REQUIRED TASK:
Display every line in the material below that contains the word "call", copying each one in full and unchanged.

GIVEN RECORDS:
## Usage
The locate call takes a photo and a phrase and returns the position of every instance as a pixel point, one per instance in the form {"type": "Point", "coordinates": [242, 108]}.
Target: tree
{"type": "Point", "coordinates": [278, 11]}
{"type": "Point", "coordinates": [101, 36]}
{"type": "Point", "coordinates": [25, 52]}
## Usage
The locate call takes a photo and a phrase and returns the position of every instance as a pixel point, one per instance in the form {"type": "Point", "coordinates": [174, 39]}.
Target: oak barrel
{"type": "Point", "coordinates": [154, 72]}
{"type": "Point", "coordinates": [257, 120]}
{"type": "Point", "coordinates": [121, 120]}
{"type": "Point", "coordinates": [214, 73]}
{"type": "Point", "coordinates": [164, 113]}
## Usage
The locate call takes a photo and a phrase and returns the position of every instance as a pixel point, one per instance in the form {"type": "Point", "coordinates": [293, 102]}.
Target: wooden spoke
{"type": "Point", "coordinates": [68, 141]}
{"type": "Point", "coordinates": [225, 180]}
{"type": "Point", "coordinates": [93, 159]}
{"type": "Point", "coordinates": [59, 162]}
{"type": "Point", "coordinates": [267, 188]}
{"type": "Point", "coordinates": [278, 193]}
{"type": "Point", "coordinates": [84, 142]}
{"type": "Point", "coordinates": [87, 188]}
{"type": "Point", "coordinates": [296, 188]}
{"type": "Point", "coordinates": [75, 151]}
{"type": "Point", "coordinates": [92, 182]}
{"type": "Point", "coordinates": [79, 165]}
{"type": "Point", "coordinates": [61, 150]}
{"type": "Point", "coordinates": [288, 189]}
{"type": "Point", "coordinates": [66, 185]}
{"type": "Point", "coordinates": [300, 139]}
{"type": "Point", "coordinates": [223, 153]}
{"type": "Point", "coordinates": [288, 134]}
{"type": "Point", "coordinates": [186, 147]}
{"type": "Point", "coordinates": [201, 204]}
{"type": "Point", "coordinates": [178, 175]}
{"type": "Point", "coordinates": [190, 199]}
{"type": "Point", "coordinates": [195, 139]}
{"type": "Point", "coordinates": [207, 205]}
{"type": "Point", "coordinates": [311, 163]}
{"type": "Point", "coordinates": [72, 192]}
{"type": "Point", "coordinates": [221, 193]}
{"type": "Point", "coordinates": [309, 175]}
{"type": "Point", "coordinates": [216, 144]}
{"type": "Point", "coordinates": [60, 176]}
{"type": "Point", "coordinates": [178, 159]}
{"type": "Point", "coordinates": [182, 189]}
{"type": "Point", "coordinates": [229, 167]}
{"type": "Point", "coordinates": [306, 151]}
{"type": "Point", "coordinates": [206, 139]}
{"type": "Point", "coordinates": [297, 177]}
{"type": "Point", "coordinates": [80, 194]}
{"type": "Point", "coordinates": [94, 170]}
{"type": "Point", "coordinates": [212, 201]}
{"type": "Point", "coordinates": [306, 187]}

WRITTEN REPLY:
The locate call takes a photo and a phrase and returns the position of every instance as a pixel point, one per instance in the form {"type": "Point", "coordinates": [242, 108]}.
The locate call takes a photo and a phrase and returns the position of every instance as a pixel point, one per instance in the form {"type": "Point", "coordinates": [174, 39]}.
The locate call takes a photo and a phrase and returns the position of every instance as a pixel point, one per instance in the form {"type": "Point", "coordinates": [293, 102]}.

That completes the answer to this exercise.